■ **WHAT IS REQUIRED**:
Return nothing but the lines from the line containing "For every instance of the building" through the last line of the records, reproduced exactly.

____________________

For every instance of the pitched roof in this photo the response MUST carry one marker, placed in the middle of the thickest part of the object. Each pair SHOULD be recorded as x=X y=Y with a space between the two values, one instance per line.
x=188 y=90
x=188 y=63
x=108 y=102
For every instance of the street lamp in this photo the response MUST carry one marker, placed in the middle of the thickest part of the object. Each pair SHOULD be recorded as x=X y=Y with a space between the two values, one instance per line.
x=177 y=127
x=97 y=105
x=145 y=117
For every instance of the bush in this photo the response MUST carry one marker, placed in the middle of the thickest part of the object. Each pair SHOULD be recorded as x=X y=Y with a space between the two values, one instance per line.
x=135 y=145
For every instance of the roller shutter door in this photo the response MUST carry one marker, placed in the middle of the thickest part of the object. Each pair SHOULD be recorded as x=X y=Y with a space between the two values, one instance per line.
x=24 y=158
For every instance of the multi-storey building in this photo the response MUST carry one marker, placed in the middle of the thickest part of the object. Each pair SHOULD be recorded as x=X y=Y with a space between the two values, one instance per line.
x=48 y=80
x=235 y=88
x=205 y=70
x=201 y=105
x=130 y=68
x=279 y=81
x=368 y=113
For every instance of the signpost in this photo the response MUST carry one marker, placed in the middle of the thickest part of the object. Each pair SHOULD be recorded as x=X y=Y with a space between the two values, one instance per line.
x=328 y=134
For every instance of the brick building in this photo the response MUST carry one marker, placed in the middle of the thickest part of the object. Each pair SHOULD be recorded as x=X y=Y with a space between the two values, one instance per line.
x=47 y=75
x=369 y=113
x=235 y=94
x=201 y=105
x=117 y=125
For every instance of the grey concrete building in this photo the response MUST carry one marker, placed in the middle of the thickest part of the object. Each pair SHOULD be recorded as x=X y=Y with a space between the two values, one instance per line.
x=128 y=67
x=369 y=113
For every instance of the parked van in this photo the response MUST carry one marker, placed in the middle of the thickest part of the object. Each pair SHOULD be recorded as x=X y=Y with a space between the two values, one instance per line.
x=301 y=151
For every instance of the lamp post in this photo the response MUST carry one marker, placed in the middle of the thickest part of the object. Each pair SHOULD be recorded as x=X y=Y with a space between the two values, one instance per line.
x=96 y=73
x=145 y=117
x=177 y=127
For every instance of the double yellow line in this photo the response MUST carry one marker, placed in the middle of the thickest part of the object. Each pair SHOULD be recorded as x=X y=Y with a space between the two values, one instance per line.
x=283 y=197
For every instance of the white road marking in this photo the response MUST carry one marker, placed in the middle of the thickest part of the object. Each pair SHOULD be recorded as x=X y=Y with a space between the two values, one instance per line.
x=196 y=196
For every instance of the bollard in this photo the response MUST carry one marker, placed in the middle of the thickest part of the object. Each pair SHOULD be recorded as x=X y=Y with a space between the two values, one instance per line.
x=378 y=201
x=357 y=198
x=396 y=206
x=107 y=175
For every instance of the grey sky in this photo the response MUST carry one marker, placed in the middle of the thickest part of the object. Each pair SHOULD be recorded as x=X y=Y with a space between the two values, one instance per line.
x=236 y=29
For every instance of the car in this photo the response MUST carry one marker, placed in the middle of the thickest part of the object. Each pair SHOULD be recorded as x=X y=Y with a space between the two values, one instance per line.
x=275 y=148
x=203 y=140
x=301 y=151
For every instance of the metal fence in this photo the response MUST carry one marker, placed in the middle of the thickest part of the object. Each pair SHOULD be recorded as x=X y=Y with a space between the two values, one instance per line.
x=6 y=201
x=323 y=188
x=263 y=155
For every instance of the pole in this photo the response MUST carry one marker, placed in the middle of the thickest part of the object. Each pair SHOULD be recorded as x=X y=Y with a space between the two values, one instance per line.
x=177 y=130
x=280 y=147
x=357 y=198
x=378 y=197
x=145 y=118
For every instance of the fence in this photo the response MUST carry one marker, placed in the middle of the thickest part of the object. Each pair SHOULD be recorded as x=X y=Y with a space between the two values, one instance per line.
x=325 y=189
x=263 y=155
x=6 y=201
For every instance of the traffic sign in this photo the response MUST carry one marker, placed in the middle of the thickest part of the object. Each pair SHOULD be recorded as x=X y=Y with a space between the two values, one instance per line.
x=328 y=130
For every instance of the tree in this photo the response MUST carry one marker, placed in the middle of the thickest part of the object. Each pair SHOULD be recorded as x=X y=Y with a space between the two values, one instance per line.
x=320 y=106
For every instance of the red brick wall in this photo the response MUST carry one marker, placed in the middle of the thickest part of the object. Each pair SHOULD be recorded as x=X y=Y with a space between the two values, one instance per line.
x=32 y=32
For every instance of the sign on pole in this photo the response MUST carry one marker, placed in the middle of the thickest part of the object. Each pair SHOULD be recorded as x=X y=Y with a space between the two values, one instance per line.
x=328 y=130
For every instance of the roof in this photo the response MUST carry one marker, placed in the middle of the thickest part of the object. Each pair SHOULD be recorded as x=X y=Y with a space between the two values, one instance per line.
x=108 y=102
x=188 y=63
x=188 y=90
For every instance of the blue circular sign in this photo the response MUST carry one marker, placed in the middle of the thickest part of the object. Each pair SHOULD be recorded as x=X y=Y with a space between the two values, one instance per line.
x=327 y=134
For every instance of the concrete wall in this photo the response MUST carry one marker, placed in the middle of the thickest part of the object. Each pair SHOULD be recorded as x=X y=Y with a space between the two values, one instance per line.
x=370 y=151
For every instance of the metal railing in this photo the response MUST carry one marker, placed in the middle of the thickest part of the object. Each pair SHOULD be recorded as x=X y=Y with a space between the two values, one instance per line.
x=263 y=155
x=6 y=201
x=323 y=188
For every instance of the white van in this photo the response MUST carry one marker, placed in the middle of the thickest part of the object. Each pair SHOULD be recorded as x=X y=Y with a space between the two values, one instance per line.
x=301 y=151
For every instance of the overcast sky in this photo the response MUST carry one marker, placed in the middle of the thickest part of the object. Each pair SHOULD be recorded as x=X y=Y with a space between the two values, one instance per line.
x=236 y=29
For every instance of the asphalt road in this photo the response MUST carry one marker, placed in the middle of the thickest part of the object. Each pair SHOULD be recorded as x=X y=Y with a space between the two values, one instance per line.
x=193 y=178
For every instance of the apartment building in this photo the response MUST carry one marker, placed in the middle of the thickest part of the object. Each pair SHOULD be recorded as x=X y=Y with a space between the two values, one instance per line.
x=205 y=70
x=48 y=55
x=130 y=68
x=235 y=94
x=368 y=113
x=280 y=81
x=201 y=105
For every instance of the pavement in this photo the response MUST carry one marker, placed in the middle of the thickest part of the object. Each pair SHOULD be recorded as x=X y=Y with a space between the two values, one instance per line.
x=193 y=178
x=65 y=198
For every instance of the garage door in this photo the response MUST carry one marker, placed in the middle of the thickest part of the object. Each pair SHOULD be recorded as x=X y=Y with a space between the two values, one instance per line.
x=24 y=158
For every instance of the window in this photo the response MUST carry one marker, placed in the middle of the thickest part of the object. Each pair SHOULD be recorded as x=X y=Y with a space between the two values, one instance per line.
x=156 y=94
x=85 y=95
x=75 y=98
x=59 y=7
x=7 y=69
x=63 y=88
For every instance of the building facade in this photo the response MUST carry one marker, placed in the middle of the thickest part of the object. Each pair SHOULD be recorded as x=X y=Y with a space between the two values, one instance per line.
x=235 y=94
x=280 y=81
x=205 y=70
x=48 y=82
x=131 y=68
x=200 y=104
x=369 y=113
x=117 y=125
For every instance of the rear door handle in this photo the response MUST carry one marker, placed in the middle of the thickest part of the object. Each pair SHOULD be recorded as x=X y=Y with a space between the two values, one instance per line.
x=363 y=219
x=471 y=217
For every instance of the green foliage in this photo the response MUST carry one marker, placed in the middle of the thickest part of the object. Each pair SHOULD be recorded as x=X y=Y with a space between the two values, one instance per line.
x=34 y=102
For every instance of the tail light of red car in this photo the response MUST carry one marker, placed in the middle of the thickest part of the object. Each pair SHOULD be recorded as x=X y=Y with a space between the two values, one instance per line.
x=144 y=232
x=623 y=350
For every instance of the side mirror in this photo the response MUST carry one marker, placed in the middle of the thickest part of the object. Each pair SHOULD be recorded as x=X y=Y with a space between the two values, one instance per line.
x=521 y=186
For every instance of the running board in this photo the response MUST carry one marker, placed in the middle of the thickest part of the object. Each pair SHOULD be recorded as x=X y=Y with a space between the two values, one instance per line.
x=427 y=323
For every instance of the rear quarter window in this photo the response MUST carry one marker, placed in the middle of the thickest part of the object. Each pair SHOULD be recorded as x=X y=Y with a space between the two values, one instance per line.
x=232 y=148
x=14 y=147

____________________

■ **CORRECT RESULT**:
For every instance of the building facade in this photo the response MUST carry one marker, placed in the middle of the thickest part of the object. Each pair SHOULD be recorded as x=X y=Y with a space between the two values, one instance per line.
x=235 y=94
x=280 y=81
x=205 y=70
x=48 y=82
x=131 y=68
x=200 y=104
x=369 y=113
x=117 y=125
For every instance of the rear door handle in this photo the response MUST carry one marker, placed in the middle of the thickest part of the object. Each pair SHOULD be recorded as x=X y=Y with a space between the two values, one instance per line.
x=363 y=219
x=471 y=217
For every instance of the green foliage in this photo the response MUST carry one marker, placed in the middle of the thickest part of the object. Each pair SHOULD be recorded as x=X y=Y with a space between the two values, one instance per line.
x=34 y=102
For every instance of the tail light of red car in this photo the response MUST carry one marker, placed in the middle of the thickest part of the object. Each pair SHOULD be recorded as x=X y=Y with a space between the two values, one instance per line.
x=144 y=232
x=623 y=350
For every instance of the side mirror in this photo the response MUST carry one marker, placed in the middle of the thickest part of the object. Each pair SHOULD be recorded as x=X y=Y with a space between the two values, one instance per line.
x=521 y=186
For every instance of the running board in this photo the response MUST carry one marker, placed in the middle of the thickest part of the object. Each pair SHOULD be recorded as x=X y=Y with a space between the two values, one instance per line.
x=427 y=323
For every instance of the rear quarter window in this photo the response MUST carry one marker, placed in the middle of the thickest part of the object. Each pair SHOULD be recorded as x=X y=Y with a space between the two values, one instance per line.
x=232 y=148
x=14 y=147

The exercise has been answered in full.